▶ [Instructions]
**a.** Copy the Zero Trust job posting word for word, starting at "ZERO TRUST (ZT)" and ending at "supporting ZT implementation.".
**b.** Carry on the Zero Trust job posting from the point where it stops.

▶ [Passage for review]
ZERO TRUST (ZT) PROCESS RE-ENGINEER SME

About The Position

Requirements

• A minimum of 10 years as a Policy Analyst, Process Re-Engineer, or Senior Policy Writer for an enterprise IT or cybersecurity program with demonstrated Zero Trust scope.
• Expert knowledge of NIST SP 800-207, NIST SP 800-53 Rev. 5, FISMA, and federal ZT mandates including EO 14028, OMB M-22-09, and OMB M-21-31.
• Demonstrated ability to lead process re-engineering efforts directly supporting ZT implementation.
• Experience developing or maturing enterprise ZT artifacts including Common Control Catalogs, ZT roadmaps, and implementation plans.
• Demonstrated operational experience developing and implementing Zero Trust solutions in a federal agency or large enterprise environment.
• Proven experience translating ZT mandates into actionable agency-level policy frameworks, process change initiatives, and implementation roadmaps.
• Experience supporting or leading ZT-related IG FISMA metrics reporting or FISMA ZT compliance submissions.

▶ [Data block]

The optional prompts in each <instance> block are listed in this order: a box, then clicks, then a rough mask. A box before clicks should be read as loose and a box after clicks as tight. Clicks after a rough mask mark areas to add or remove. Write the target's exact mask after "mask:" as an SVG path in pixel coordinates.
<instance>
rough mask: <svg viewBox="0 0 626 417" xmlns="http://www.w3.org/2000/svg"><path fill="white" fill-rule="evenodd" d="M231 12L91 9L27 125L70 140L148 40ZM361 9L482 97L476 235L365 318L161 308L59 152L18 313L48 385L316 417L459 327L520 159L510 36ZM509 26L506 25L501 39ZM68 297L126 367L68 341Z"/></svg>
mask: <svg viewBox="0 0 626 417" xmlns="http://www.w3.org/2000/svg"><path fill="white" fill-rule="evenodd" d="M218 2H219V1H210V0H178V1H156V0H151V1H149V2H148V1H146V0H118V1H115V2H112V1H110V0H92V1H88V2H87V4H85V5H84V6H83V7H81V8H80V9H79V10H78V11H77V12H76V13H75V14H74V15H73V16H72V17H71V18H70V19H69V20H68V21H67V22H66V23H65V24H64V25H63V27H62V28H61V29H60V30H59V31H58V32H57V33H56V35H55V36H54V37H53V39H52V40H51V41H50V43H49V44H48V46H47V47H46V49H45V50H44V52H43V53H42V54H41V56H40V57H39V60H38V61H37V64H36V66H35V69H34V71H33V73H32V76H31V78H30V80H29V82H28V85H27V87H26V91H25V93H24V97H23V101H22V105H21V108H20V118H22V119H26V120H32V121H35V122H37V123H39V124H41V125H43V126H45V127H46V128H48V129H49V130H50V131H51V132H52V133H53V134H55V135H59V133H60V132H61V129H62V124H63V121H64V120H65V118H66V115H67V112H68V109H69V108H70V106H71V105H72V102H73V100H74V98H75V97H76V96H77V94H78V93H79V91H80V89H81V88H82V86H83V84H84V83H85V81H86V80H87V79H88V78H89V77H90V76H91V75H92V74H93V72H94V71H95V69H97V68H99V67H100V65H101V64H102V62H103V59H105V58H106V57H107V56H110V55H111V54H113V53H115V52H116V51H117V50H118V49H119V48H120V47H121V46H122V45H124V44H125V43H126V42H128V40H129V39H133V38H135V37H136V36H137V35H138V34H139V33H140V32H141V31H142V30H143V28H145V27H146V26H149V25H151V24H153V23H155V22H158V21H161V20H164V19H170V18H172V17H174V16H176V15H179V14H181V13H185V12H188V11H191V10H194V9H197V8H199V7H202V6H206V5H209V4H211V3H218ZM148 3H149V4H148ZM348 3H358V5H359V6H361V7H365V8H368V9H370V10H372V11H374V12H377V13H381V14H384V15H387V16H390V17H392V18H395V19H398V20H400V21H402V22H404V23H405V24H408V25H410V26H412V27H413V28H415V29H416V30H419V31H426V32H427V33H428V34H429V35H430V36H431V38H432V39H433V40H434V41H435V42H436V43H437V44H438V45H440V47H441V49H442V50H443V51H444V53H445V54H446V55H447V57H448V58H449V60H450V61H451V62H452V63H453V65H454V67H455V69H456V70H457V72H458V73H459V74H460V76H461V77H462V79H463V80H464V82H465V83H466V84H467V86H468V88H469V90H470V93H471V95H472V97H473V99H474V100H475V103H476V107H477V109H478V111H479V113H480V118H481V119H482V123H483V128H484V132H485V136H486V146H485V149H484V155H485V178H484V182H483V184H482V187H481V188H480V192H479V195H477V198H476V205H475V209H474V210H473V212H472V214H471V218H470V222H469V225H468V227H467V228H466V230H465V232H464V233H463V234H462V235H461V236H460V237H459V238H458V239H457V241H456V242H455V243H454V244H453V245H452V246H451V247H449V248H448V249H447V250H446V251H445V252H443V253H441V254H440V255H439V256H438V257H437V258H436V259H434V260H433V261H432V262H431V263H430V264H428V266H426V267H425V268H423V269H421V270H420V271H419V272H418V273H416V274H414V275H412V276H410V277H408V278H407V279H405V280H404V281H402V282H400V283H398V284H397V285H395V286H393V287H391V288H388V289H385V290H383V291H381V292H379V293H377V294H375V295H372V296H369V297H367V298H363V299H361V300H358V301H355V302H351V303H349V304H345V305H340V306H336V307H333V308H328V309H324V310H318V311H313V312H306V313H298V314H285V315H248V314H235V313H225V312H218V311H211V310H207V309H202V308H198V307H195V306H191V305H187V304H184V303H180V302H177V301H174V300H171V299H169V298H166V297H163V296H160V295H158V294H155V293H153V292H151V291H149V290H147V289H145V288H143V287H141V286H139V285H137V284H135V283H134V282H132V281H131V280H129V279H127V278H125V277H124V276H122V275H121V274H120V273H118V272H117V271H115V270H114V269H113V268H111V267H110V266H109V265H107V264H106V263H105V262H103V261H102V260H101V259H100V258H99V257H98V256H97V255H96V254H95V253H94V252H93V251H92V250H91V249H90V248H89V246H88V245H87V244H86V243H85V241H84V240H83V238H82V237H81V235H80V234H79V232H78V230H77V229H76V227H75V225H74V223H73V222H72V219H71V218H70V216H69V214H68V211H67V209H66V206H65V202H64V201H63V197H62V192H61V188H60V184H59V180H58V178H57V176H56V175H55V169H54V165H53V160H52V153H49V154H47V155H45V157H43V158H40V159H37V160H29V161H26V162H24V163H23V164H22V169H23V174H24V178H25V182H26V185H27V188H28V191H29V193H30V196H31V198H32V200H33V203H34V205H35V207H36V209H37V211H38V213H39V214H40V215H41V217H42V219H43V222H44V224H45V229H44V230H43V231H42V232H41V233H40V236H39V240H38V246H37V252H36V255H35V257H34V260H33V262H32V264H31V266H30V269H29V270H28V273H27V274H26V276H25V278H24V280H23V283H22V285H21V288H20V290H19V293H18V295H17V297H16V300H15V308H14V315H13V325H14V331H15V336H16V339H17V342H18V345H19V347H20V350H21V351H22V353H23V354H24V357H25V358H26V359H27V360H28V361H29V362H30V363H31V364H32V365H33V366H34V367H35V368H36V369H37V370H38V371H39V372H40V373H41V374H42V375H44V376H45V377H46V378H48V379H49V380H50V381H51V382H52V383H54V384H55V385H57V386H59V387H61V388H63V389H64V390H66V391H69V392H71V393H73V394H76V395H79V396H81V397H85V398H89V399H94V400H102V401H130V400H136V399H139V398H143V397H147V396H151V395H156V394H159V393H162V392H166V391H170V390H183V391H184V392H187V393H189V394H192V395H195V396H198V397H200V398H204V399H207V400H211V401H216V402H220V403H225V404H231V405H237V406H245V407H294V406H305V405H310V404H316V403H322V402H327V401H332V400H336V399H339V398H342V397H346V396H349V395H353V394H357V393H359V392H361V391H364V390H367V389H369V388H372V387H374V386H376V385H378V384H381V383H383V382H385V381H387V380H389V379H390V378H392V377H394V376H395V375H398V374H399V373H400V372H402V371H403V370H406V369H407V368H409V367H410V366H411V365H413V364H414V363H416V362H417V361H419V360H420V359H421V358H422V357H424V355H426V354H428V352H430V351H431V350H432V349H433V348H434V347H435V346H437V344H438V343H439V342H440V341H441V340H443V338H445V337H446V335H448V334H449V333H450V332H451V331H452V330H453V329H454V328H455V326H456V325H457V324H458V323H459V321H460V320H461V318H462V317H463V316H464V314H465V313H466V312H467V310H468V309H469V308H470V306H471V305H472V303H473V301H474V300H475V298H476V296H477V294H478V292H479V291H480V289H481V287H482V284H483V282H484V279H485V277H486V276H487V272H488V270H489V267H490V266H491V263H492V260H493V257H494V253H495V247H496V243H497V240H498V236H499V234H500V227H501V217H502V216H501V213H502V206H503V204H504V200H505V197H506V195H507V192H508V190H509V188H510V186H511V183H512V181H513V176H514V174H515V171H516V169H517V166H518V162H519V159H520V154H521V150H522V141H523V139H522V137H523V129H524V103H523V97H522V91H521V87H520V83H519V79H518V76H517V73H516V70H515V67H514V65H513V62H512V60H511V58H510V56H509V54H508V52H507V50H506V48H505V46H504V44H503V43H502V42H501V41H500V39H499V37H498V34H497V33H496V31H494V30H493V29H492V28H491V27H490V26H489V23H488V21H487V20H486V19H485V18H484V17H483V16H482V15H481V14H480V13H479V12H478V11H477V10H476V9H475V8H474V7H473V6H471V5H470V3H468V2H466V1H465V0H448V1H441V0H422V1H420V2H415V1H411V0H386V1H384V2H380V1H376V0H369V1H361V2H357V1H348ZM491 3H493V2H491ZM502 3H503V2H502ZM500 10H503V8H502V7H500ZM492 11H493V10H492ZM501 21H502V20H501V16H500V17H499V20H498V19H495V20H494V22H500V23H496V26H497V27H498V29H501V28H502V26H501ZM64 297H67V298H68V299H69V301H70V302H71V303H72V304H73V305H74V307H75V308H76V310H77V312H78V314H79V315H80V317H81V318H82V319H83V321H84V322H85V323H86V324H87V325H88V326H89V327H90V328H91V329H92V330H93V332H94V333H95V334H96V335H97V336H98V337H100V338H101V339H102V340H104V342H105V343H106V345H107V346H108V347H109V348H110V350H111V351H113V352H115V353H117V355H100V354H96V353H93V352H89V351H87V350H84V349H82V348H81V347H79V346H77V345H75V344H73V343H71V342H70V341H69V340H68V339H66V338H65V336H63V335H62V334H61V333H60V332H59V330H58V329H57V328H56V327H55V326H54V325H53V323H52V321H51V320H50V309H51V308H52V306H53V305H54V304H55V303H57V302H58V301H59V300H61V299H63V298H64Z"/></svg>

▶ [Answers to the tasks]
**a.**
ZERO TRUST (ZT) PROCESS RE-ENGINEER SME

About The Position

Requirements

• A minimum of 10 years as a Policy Analyst, Process Re-Engineer, or Senior Policy Writer for an enterprise IT or cybersecurity program with demonstrated Zero Trust scope.
• Expert knowledge of NIST SP 800-207, NIST SP 800-53 Rev. 5, FISMA, and federal ZT mandates including EO 14028, OMB M-22-09, and OMB M-21-31.
• Demonstrated ability to lead process re-engineering efforts directly supporting ZT implementation.

**b.**
• Superb written and oral communication skills; demonstrated ability to navigate highly political client environments with professionalism and tact.
• Demonstrated familiarity with AI-assisted analysis tools or prompt engineering; ability to apply AI capabilities ethically to accelerate advisory work.
• Minimum of a Bachelor of Science (or higher) in Information Technology, Computer Science, Cybersecurity, or a related field.
• Certified Information Security Manager (CISM) or Certified Information Systems Security Professional (CISSP), or Certified Authorization Professional (CAP / CGRC), or equivalent certification.
• Active Secret clearance is required.

Nice To Haves

• Five years of IT cybersecurity experience, including direct support to the U.S. Government. This experience can be concurrent with the minimum 10 years of Policy Analyst, Process Re-Engineer, or Senior Policy Writer experience.
• Prior direct involvement in a federal ZT pilot program or enterprise ZT deployment in a planning, advisory, or execution leadership capacity.
• Experience developing or significantly maturing a ZT Common Control Catalog aligned to NIST SP 800-53 and CISA ZTMM v2.0.
• Familiarity with SAFe for Government (SGP) or equivalent agile delivery methodology in a federal program environment.
• Experience with IG FISMA audit preparation and response in the context of federal ZT or FISMA compliance programs.
• Certified Chief Information Security Officer (CCISO), Project Management Professional (PMP), or Six Sigma Green Belt.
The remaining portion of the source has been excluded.